Source document:
--*--

By Darby Ray, Director. Published on September 21, 2025
Another Successful Launch
With the new school year underway, we’re sharing a few photos from the Harward Center’s opening events. While the launch of a new year is a bit overwhelming, it is also filled with happy reunions, new connections, and lots of energy. Oh, and new t-shirts!
A few of this year’s new Kessler Scholars enjoy a backyard lunch at the Harward Center, featuring sambusas and Somali rice from the Mogadishu Store on Lisbon Street in Lewiston. Yum!
New students meet Harward Center staff members (both professional and student staff) and learn about the Center’s offerings at our annual open house.
“Welcome to Your New Hometown!” Harward Center student and professional staff members get ready to welcome incoming students to Lewiston during this Orientation program that attracts most new students. The program includes local history trivia, stories of how past students have integrated off-campus engagement into their academic work, and much more.
Mohamed “Mo” Awil, director of Volunteer Programs and Community Partnerships at the Harward Center, poses with Community Outreach Fellow Hazel Handy ’27 of Brattleboro, Vermont and Bonner Leader Sivani Arvapalli of South Windsor, Connecticut at the beginning of this year’s Volunteer Fair, which attracted dozens of community organizations and hundreds of students.
Ellen Alcorn, director of Student Civic Leadership Programs and Community-Engaged Learning, invites two new students to sign up for raffle prizes at the annual Volunteer Fair.

--*--

Data excerpt:

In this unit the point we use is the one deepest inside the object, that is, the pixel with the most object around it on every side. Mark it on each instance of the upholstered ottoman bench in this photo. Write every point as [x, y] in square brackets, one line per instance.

--*--

What this task involves: Continue the Harward Center post about its opening events, starting right after its final photo caption.

Expected answer:
Community Outreach Fellow Frances Hochleutner ’28 from Brookline, Massachusetts joins Yuko Handa, Executive Director of ArtVan (and proud parent of a current Bates student), to encourage students to consider volunteering with this free art therapy program at one of its Lewiston Auburn locations.
Community partner Max Bullett talks to students about the work of Tree Street Youth, a youth-serving organization in downtown Lewiston founded by two Bates students.
Local documentary filmmaker Zam Zam Elmoge, who works part-time for Lewiston non-profit Generational Noor, talks to Bates students about how to plug into the organization’s work addressing substance use disorder within Maine’s immigrant and BIPOC (Black, Indigenous, and People of Color) communities.
With the most unique table display at this year’s Volunteer Fair, staff and volunteers from the Drop-In Center in Auburn talked with students about the different ways they can support our community’s unhoused neighbors by volunteering at the Center.
These new students had a great time connecting to local organizations like those above. After this photo was taken, they submitted their completed Volunteer Fair Bingo card in hopes of winning one of numerous raffle prizes, including gift cards to local restaurants.